Stored items:
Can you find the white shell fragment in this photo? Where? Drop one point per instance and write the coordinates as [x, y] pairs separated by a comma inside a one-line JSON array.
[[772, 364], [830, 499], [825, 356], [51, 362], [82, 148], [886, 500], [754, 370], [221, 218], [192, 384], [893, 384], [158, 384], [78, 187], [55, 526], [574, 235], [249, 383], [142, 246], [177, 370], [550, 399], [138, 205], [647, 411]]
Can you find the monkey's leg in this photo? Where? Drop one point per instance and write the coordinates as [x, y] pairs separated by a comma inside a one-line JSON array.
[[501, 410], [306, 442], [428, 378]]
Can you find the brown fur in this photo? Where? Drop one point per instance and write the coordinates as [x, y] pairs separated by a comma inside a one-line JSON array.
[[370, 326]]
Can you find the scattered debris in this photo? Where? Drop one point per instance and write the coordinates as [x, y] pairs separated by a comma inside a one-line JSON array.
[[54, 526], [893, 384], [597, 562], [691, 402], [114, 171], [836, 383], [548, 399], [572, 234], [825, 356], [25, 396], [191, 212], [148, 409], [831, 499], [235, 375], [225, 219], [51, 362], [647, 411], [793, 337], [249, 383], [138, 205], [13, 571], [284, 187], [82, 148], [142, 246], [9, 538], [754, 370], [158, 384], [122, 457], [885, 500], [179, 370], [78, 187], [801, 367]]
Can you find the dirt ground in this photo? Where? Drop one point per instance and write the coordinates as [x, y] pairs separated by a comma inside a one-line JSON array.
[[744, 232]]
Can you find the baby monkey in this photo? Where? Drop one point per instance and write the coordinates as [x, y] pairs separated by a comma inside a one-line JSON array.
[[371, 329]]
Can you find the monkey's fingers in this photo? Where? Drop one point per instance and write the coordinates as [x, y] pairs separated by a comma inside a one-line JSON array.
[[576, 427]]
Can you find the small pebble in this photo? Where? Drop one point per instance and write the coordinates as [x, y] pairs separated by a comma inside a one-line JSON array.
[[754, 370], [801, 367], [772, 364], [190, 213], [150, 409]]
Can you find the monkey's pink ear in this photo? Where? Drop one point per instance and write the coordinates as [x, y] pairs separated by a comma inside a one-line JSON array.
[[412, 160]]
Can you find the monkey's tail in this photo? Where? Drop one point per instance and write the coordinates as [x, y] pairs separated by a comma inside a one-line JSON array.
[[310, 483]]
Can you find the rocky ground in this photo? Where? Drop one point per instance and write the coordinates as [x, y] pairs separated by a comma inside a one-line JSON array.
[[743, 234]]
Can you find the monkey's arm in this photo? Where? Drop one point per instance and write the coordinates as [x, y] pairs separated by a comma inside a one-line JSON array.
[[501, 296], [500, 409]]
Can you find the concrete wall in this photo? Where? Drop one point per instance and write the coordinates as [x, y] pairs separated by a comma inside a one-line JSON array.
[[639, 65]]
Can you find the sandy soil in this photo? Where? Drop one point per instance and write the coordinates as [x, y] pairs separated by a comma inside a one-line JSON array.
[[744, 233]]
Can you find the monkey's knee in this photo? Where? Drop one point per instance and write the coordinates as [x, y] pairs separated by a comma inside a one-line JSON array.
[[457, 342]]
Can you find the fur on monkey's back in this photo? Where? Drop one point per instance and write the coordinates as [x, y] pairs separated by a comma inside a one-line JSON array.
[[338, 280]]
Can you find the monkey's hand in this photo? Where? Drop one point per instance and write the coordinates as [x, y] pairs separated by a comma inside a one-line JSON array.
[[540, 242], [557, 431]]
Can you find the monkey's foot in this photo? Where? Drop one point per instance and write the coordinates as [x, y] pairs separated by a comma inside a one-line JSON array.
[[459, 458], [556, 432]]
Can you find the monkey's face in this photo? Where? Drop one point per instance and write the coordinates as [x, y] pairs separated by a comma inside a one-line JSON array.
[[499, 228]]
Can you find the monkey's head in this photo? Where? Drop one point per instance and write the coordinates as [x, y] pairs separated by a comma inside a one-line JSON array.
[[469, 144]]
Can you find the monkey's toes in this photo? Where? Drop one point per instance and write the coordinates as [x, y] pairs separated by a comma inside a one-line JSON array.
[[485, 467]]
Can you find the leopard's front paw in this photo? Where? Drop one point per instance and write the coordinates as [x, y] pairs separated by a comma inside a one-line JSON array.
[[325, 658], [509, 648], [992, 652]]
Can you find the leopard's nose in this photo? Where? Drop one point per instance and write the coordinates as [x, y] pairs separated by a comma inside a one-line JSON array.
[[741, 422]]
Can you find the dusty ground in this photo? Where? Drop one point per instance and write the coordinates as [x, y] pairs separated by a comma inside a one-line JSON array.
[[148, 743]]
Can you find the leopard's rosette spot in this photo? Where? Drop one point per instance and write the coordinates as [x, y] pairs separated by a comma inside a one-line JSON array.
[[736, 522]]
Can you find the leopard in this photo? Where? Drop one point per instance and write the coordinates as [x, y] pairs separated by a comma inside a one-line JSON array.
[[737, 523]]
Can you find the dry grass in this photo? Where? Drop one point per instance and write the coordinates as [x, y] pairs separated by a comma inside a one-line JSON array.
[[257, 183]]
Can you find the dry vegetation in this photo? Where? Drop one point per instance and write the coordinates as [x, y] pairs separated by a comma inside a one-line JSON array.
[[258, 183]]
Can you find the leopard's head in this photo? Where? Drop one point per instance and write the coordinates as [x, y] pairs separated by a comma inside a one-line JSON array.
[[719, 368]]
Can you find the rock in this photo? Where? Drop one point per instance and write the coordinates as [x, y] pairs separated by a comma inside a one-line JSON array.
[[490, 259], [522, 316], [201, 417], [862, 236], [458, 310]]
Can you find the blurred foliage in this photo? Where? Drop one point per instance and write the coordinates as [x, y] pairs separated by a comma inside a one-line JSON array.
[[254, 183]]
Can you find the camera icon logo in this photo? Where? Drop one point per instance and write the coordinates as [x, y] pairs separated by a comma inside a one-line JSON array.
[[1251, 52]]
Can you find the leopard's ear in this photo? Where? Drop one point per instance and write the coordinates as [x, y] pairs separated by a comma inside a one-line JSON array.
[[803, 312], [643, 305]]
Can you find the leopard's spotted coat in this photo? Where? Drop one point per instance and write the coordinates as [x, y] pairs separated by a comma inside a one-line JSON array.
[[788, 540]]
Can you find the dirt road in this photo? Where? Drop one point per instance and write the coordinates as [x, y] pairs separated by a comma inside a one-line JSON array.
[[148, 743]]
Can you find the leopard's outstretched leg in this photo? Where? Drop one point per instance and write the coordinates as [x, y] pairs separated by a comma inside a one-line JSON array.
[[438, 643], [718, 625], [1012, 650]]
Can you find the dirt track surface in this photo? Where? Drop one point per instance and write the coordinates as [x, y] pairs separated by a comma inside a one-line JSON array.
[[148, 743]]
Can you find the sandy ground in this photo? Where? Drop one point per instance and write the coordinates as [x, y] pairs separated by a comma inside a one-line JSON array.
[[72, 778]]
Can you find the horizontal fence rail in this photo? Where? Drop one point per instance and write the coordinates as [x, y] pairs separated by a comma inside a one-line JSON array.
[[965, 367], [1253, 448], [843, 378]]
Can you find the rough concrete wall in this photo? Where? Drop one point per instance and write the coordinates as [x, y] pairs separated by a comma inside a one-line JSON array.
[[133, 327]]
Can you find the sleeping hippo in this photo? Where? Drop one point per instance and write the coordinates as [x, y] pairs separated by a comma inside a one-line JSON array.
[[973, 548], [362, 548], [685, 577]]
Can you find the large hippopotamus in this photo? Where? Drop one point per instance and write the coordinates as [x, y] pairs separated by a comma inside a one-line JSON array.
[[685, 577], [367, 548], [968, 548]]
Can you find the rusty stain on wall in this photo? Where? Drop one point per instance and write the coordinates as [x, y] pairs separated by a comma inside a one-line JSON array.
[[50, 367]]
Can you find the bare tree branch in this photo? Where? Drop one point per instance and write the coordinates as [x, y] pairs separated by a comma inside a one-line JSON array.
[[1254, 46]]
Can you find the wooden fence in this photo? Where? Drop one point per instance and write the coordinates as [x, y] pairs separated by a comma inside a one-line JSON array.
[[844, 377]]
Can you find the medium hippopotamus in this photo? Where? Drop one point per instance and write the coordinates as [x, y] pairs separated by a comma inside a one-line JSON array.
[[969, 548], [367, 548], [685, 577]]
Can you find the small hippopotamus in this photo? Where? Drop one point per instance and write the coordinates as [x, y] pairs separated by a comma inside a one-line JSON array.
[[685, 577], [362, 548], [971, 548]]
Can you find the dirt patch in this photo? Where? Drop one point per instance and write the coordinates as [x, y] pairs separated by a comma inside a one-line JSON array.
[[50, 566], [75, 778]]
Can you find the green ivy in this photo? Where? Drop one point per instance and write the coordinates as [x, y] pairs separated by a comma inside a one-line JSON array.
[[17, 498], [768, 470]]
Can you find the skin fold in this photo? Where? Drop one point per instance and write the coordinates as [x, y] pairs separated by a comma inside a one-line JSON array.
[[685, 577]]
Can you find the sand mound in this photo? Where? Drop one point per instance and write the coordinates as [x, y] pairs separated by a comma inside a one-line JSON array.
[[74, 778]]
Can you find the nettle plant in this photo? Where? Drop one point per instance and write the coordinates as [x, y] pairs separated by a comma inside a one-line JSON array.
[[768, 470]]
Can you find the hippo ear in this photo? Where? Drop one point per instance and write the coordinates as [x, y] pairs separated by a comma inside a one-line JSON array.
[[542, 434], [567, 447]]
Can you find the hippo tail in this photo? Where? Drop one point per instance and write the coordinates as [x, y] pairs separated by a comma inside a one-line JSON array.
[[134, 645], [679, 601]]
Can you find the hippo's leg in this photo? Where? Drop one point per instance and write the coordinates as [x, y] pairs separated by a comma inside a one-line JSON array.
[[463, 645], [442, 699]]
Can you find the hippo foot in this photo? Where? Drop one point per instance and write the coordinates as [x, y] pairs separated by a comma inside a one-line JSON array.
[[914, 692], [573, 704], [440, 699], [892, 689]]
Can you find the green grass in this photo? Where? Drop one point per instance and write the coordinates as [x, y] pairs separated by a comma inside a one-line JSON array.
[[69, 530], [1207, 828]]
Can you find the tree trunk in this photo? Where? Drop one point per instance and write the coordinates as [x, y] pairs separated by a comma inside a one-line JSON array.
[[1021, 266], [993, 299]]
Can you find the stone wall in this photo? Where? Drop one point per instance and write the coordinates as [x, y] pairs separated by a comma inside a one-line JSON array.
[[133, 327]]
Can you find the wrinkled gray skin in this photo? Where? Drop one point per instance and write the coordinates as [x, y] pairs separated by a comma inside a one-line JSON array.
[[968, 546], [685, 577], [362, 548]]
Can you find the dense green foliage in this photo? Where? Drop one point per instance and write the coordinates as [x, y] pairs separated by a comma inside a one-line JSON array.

### The task
Start copying at the line that contains "Can you find the wrinkled" and stop after the last line of the records, keeping every line exactly.

### Task solution
Can you find the wrinkled gray skin in this photo? Where? Drop one point per instance and write the coordinates as [x, y] pairs separated by a comma inside a one-line JSON array.
[[968, 546], [685, 577], [362, 548]]
Can you find the dense green foliage in this photo? Where? Drop one point per instance and write the coordinates as [x, y] pairs separated by a comma inside a one-line JSON array.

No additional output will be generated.